Given request.
From the records below, keep only the lines that contain the string "item" and copy each one out, dropping all other lines. The match is case-sensitive.

Records for the task.
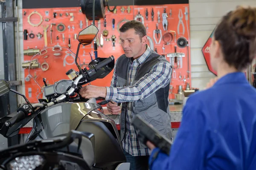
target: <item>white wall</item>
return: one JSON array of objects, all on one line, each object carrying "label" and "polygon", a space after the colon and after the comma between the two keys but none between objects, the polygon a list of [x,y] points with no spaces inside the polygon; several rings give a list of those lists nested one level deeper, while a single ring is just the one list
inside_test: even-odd
[{"label": "white wall", "polygon": [[[18,0],[19,16],[22,18],[22,0]],[[238,5],[256,6],[256,0],[190,0],[190,43],[191,46],[192,86],[203,89],[209,79],[215,76],[208,69],[201,51],[203,46],[221,17]],[[22,20],[19,19],[20,54],[23,61],[23,28]],[[17,40],[17,39],[16,39]],[[16,53],[17,51],[16,50]],[[17,54],[16,54],[17,56]],[[0,58],[0,60],[1,59]],[[21,64],[20,65],[21,67]],[[24,72],[21,68],[21,77]],[[22,79],[24,85],[24,80]],[[22,92],[25,93],[22,85]]]},{"label": "white wall", "polygon": [[189,0],[192,86],[203,89],[215,76],[208,70],[201,49],[222,16],[238,5],[256,6],[256,0]]}]

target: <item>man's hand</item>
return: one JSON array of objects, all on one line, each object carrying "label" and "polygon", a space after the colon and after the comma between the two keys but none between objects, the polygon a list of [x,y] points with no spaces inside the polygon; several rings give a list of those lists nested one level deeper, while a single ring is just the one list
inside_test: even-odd
[{"label": "man's hand", "polygon": [[113,102],[110,102],[107,104],[108,110],[112,114],[119,114],[121,112],[120,106],[117,105],[117,103]]},{"label": "man's hand", "polygon": [[148,146],[148,147],[149,149],[150,149],[151,150],[153,150],[155,148],[155,147],[156,147],[153,144],[152,144],[152,143],[151,143],[151,142],[148,141],[147,142],[146,145]]},{"label": "man's hand", "polygon": [[207,88],[209,88],[212,87],[212,86],[213,85],[214,85],[214,84],[215,84],[216,82],[217,81],[218,79],[218,77],[215,77],[214,79],[211,79],[210,80],[209,82],[208,82],[207,83],[207,84],[206,85],[206,88],[207,89]]},{"label": "man's hand", "polygon": [[105,87],[98,87],[94,85],[87,85],[81,88],[79,94],[85,99],[93,97],[106,97],[107,89]]}]

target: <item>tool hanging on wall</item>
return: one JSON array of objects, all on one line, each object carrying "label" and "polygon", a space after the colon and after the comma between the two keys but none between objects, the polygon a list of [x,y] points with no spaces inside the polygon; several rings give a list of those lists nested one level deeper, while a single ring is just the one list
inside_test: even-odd
[{"label": "tool hanging on wall", "polygon": [[45,61],[41,65],[41,69],[44,71],[46,71],[49,69],[49,65]]},{"label": "tool hanging on wall", "polygon": [[130,11],[131,11],[131,7],[130,6],[128,6],[128,8],[127,8],[127,11],[129,14],[130,14]]},{"label": "tool hanging on wall", "polygon": [[50,37],[51,38],[51,44],[52,43],[52,31],[53,31],[53,30],[52,29],[52,26],[56,26],[56,24],[55,23],[51,23],[51,34],[50,35]]},{"label": "tool hanging on wall", "polygon": [[188,31],[188,40],[189,41],[189,9],[188,7],[185,7],[185,20],[186,21],[186,26],[187,31]]},{"label": "tool hanging on wall", "polygon": [[167,30],[167,27],[168,26],[168,21],[167,21],[167,14],[166,11],[166,8],[163,9],[163,13],[162,14],[162,17],[163,18],[163,28],[164,31]]},{"label": "tool hanging on wall", "polygon": [[107,21],[106,21],[106,15],[105,15],[105,18],[104,18],[104,27],[106,28],[106,27],[107,27]]},{"label": "tool hanging on wall", "polygon": [[29,34],[29,38],[33,39],[34,38],[35,38],[35,35],[34,34],[33,34],[33,32],[31,31],[31,33]]},{"label": "tool hanging on wall", "polygon": [[39,49],[29,48],[27,50],[24,50],[23,51],[23,54],[24,55],[33,56],[40,52],[40,50]]},{"label": "tool hanging on wall", "polygon": [[24,35],[24,40],[28,40],[28,35],[29,35],[28,33],[28,30],[24,29],[23,31],[23,34]]},{"label": "tool hanging on wall", "polygon": [[173,39],[172,34],[170,32],[166,32],[163,36],[163,40],[165,42],[165,45],[168,45]]},{"label": "tool hanging on wall", "polygon": [[[185,57],[185,54],[183,53],[177,53],[177,47],[175,46],[175,52],[172,53],[168,53],[166,55],[167,57],[172,58],[172,68],[174,69],[175,68],[182,68],[182,58]],[[177,60],[177,67],[175,68],[174,66],[175,62]]]},{"label": "tool hanging on wall", "polygon": [[[141,19],[141,21],[140,21],[140,19]],[[140,9],[138,9],[138,14],[135,16],[134,18],[134,20],[138,20],[139,21],[140,21],[143,24],[144,24],[144,17],[142,15],[140,14]]]},{"label": "tool hanging on wall", "polygon": [[150,49],[153,50],[154,49],[154,42],[153,41],[153,40],[148,36],[147,36],[147,37],[149,42],[149,48]]},{"label": "tool hanging on wall", "polygon": [[[156,44],[159,44],[161,42],[161,40],[162,40],[162,30],[158,29],[158,24],[157,23],[157,28],[154,30],[153,31],[153,37],[154,37],[154,40],[155,41],[155,42]],[[158,42],[157,41],[157,39],[156,39],[155,34],[157,34],[157,39],[159,39]],[[159,34],[160,34],[160,38],[159,38]]]},{"label": "tool hanging on wall", "polygon": [[100,20],[99,20],[98,21],[98,29],[99,30],[100,30],[100,29],[101,29],[101,27],[100,27],[101,24],[101,23]]},{"label": "tool hanging on wall", "polygon": [[120,31],[119,31],[119,29],[120,28],[120,25],[121,24],[121,23],[126,23],[127,21],[129,21],[129,20],[126,20],[125,19],[125,17],[124,19],[123,19],[123,20],[122,20],[121,21],[119,21],[118,22],[118,23],[117,23],[117,25],[116,26],[116,29],[117,29],[117,31],[118,31],[118,32],[119,32],[120,33]]},{"label": "tool hanging on wall", "polygon": [[68,44],[67,45],[67,46],[69,48],[71,48],[71,44],[70,43],[70,35],[69,35],[69,37],[68,37]]},{"label": "tool hanging on wall", "polygon": [[112,42],[113,43],[113,50],[115,50],[115,47],[116,45],[115,45],[115,42],[116,42],[116,36],[115,35],[113,35],[111,37],[111,38],[112,39]]},{"label": "tool hanging on wall", "polygon": [[112,20],[112,28],[113,29],[113,30],[115,30],[115,23],[116,22],[116,21],[114,19],[113,19]]},{"label": "tool hanging on wall", "polygon": [[65,34],[62,34],[62,40],[63,40],[63,42],[65,43]]},{"label": "tool hanging on wall", "polygon": [[65,31],[65,28],[66,26],[62,23],[60,23],[57,25],[57,30],[60,32],[63,32]]},{"label": "tool hanging on wall", "polygon": [[164,57],[165,57],[165,48],[164,47],[164,44],[163,45],[163,47],[162,48],[162,49],[163,49],[163,55],[162,55],[162,56]]},{"label": "tool hanging on wall", "polygon": [[[34,14],[38,15],[39,16],[40,20],[39,22],[38,22],[38,23],[34,24],[31,22],[31,21],[30,20],[30,17],[31,17],[31,16],[32,16],[32,15],[34,15]],[[42,22],[43,22],[43,17],[42,17],[42,15],[41,15],[41,14],[39,13],[38,13],[38,12],[37,12],[36,11],[35,11],[31,12],[31,13],[28,17],[28,23],[32,26],[38,27],[38,26],[39,26],[40,25],[40,24],[41,24],[42,23]]]},{"label": "tool hanging on wall", "polygon": [[41,39],[41,38],[42,38],[42,37],[43,37],[43,35],[40,32],[38,32],[36,35],[36,36],[38,37],[38,39]]},{"label": "tool hanging on wall", "polygon": [[122,7],[121,7],[120,10],[121,10],[121,12],[122,13],[123,13],[124,12],[125,12],[125,7],[124,7],[123,6],[122,6]]},{"label": "tool hanging on wall", "polygon": [[[179,35],[182,34],[184,35],[185,34],[185,26],[184,26],[184,23],[183,23],[183,14],[182,14],[182,9],[180,9],[179,10],[179,23],[178,24],[178,28],[177,30],[178,30],[178,34]],[[181,25],[182,26],[182,32],[180,33],[180,26]]]},{"label": "tool hanging on wall", "polygon": [[170,32],[172,32],[174,34],[174,40],[175,41],[175,42],[177,42],[176,41],[176,31],[169,31]]},{"label": "tool hanging on wall", "polygon": [[39,68],[39,63],[36,60],[34,60],[31,62],[23,62],[21,66],[23,68],[29,68],[29,67],[31,69],[38,68]]},{"label": "tool hanging on wall", "polygon": [[160,11],[159,10],[157,11],[157,20],[158,21],[158,23],[160,23]]},{"label": "tool hanging on wall", "polygon": [[152,8],[152,10],[151,11],[151,18],[152,19],[152,21],[154,21],[154,9]]},{"label": "tool hanging on wall", "polygon": [[177,40],[177,43],[179,47],[184,48],[188,45],[188,41],[185,37],[180,37]]},{"label": "tool hanging on wall", "polygon": [[46,26],[44,27],[42,26],[42,28],[44,29],[44,46],[47,47],[48,45],[47,42],[47,28],[49,26],[49,25],[47,25]]},{"label": "tool hanging on wall", "polygon": [[104,40],[103,40],[103,35],[102,34],[100,34],[100,46],[101,47],[103,47],[103,41],[104,41]]},{"label": "tool hanging on wall", "polygon": [[189,78],[189,73],[190,72],[189,70],[189,44],[188,43],[187,44],[187,78]]}]

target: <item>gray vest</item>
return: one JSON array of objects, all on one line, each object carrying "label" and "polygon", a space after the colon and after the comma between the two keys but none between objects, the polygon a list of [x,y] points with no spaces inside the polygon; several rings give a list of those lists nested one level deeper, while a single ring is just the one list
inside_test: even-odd
[{"label": "gray vest", "polygon": [[[137,72],[133,83],[136,83],[157,63],[168,62],[162,56],[153,50],[150,55],[140,66]],[[116,72],[118,87],[128,85],[129,59],[125,54],[121,56],[116,62]],[[131,112],[133,116],[139,115],[169,139],[172,138],[171,116],[169,110],[169,89],[168,84],[151,94],[145,99],[131,104]],[[124,139],[125,129],[125,110],[128,103],[123,103],[120,116],[121,139]],[[145,145],[140,143],[141,147]]]}]

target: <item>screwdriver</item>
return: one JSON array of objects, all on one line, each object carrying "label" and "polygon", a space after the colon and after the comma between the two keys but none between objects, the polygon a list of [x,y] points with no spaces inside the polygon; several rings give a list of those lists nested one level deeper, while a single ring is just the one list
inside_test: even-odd
[{"label": "screwdriver", "polygon": [[154,21],[154,9],[152,8],[152,11],[151,11],[151,17],[152,18],[152,21]]},{"label": "screwdriver", "polygon": [[113,28],[113,30],[115,29],[115,19],[113,19],[112,20],[112,27]]}]

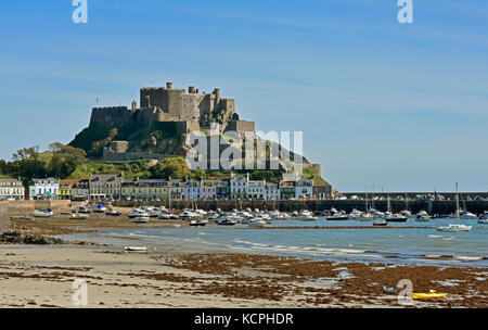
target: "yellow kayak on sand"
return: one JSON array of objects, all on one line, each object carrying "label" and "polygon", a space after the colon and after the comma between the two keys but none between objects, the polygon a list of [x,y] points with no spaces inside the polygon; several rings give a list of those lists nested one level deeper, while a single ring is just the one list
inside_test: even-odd
[{"label": "yellow kayak on sand", "polygon": [[437,293],[435,290],[431,290],[428,293],[412,293],[413,299],[435,299],[446,296],[447,293]]}]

Completed exercise.
target: <item>white wall</item>
target: <item>man's hand</item>
target: <item>tool hanging on wall</item>
target: <item>gray vest</item>
target: <item>screwdriver</item>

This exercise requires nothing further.